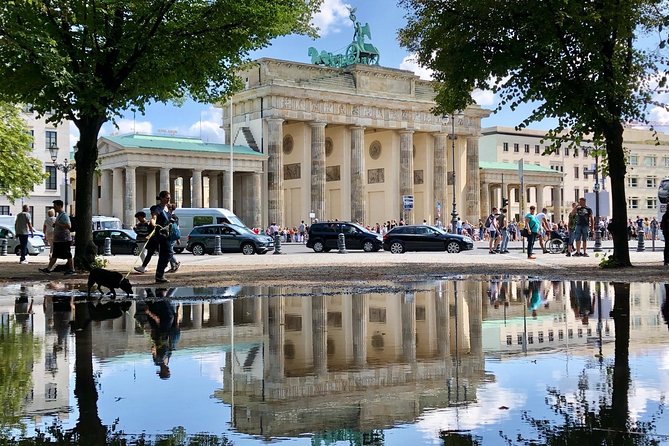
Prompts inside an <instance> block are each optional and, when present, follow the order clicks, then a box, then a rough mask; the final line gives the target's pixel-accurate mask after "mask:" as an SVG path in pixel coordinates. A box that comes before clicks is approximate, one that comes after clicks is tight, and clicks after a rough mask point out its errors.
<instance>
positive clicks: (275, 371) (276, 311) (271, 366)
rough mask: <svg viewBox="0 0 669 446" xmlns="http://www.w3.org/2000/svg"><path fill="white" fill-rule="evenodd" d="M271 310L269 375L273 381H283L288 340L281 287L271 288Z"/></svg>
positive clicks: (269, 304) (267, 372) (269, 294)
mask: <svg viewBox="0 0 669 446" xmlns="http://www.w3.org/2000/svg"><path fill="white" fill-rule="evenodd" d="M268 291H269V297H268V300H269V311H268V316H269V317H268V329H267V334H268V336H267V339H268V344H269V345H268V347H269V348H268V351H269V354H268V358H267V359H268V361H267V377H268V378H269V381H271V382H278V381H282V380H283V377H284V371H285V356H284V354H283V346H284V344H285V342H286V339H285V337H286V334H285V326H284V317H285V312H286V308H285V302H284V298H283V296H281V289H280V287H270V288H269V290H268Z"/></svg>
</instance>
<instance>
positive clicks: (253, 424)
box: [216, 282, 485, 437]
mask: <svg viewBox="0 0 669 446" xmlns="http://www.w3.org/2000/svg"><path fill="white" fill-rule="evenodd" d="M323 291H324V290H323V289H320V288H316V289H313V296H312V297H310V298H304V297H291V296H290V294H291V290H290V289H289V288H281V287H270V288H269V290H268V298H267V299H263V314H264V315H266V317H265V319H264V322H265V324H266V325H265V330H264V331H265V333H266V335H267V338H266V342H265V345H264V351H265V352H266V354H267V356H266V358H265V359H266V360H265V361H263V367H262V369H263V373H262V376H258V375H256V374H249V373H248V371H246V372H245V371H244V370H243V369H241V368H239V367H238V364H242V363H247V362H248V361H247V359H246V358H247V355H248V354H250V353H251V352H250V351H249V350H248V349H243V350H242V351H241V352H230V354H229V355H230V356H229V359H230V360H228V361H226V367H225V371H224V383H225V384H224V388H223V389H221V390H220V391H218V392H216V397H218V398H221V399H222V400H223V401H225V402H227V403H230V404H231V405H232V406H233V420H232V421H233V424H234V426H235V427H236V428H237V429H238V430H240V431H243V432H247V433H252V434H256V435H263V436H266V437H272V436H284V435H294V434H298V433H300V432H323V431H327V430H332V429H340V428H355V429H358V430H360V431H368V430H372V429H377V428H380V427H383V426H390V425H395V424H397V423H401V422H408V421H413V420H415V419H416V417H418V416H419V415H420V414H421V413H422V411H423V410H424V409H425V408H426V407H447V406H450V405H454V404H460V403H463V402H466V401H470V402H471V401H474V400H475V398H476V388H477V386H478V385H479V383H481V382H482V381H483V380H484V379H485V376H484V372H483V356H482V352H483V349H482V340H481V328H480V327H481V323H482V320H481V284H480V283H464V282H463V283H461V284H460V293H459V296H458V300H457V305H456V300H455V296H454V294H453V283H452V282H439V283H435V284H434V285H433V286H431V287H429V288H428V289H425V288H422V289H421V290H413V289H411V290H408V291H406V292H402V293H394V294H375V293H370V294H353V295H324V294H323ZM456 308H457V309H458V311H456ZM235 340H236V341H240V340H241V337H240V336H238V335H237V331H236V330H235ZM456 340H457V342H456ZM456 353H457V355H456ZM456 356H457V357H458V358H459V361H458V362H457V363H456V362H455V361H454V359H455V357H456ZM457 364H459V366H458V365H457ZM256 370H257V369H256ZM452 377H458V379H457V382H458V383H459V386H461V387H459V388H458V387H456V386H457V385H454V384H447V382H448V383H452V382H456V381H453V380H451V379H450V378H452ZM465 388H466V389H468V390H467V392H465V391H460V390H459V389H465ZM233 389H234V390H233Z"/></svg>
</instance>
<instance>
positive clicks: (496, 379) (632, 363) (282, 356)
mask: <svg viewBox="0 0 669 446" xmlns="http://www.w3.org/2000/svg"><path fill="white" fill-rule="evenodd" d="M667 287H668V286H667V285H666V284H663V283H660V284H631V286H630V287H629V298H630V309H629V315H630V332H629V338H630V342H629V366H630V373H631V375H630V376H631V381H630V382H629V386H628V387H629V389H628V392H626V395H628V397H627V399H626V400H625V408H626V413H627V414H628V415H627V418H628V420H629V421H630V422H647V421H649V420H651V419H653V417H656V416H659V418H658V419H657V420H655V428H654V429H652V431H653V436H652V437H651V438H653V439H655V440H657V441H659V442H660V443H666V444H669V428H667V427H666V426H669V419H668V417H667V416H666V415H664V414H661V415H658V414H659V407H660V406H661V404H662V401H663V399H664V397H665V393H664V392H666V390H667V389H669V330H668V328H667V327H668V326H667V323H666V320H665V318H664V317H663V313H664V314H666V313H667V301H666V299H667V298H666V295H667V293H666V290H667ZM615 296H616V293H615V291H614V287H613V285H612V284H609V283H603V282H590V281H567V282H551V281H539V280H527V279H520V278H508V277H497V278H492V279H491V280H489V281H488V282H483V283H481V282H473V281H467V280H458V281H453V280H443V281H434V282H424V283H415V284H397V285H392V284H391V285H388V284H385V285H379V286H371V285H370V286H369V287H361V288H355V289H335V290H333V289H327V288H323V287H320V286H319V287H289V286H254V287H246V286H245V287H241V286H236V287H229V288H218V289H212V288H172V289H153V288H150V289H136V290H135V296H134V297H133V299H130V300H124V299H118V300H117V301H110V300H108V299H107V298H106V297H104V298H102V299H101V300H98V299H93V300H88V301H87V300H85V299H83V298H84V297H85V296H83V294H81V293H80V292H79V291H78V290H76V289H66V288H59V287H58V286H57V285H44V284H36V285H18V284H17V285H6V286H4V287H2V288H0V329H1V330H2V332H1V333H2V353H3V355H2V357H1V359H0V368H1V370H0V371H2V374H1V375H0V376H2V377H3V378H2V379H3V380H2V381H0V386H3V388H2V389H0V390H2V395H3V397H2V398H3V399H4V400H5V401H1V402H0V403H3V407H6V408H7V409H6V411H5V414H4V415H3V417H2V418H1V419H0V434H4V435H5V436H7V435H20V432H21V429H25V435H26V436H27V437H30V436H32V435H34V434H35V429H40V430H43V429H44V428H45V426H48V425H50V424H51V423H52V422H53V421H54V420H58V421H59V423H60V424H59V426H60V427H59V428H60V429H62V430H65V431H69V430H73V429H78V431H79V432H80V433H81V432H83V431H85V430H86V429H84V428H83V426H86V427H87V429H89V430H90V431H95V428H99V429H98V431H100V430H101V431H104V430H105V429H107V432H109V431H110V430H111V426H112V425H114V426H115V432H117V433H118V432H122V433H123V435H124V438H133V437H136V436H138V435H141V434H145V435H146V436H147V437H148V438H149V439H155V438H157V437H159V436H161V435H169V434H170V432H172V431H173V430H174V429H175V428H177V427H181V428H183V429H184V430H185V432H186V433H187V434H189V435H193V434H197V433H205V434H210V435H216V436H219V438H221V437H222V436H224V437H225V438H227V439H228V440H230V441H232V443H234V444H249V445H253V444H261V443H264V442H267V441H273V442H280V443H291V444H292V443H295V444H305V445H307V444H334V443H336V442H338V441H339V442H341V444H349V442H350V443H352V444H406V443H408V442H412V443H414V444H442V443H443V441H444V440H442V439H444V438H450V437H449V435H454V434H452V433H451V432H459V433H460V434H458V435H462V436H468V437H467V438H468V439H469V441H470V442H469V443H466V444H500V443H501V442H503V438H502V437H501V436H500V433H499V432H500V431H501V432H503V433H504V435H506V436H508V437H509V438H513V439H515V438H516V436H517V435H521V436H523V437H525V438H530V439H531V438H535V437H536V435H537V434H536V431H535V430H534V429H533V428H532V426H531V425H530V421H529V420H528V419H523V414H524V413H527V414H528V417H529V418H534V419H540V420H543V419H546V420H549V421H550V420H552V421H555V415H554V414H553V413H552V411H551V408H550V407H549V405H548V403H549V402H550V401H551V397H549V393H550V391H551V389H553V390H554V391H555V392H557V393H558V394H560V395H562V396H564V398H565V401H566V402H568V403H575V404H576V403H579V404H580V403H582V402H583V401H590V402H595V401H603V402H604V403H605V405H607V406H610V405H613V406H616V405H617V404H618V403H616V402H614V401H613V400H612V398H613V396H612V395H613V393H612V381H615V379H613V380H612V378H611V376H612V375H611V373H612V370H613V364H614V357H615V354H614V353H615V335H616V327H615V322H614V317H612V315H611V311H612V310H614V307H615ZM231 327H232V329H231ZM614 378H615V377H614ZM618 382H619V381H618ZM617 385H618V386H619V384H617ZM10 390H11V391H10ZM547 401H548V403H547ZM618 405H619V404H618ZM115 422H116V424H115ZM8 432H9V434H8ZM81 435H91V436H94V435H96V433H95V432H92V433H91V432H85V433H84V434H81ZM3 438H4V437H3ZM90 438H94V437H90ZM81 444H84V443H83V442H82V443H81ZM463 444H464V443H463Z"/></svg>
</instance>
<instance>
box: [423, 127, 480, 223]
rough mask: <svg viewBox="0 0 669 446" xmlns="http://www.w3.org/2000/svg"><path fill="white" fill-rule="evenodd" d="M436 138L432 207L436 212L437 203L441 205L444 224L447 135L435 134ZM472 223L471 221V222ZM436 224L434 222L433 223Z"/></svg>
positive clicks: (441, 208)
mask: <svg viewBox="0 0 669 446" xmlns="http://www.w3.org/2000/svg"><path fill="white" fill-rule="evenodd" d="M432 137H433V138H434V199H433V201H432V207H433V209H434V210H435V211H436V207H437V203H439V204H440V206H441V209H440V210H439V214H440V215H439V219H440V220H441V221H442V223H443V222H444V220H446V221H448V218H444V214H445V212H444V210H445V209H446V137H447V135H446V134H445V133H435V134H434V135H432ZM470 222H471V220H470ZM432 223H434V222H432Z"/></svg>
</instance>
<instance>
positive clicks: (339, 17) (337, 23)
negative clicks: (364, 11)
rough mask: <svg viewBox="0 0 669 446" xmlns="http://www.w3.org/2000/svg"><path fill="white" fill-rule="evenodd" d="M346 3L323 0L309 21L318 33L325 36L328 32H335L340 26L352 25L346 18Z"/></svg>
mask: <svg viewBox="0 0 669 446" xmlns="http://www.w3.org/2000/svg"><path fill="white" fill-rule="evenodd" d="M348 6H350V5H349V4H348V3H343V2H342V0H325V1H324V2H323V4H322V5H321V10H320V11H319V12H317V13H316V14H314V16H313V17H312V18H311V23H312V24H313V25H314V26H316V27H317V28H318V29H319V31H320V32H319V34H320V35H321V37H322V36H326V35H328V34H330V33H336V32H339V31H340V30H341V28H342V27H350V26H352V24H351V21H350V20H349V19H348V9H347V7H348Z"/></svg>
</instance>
:::::
Only the lines from the top of the records through the line with "positive clicks: (253, 424)" belong in the copy; write them out exactly, leaving out pictures.

**EXERCISE ANSWER:**
Prompts inside an <instance> block are each optional and, when present, follow the order clicks, then a box, then a rough mask; the final line gives the target's pixel-accurate mask after "mask:" as an SVG path in pixel coordinates. A box that comes before clicks is approximate, one that comes after clicks is tight, and clicks after a rough mask point out its errors.
<instance>
positive clicks: (275, 371) (276, 311) (271, 366)
rough mask: <svg viewBox="0 0 669 446" xmlns="http://www.w3.org/2000/svg"><path fill="white" fill-rule="evenodd" d="M271 310L269 375L273 381H283L288 340L281 287L271 288Z"/></svg>
positive clicks: (269, 304) (267, 372) (269, 294)
mask: <svg viewBox="0 0 669 446" xmlns="http://www.w3.org/2000/svg"><path fill="white" fill-rule="evenodd" d="M268 291H269V297H268V300H269V311H268V316H269V317H268V329H267V334H268V336H267V339H268V344H269V345H268V347H269V348H268V351H269V354H268V358H267V359H268V361H267V377H268V378H269V381H271V382H278V381H282V380H283V377H284V371H285V356H284V354H283V346H284V344H285V342H286V339H285V337H286V334H285V326H284V317H285V312H286V308H285V302H284V298H283V296H281V289H280V287H270V288H269V290H268Z"/></svg>
</instance>
<instance>
positive clicks: (253, 424)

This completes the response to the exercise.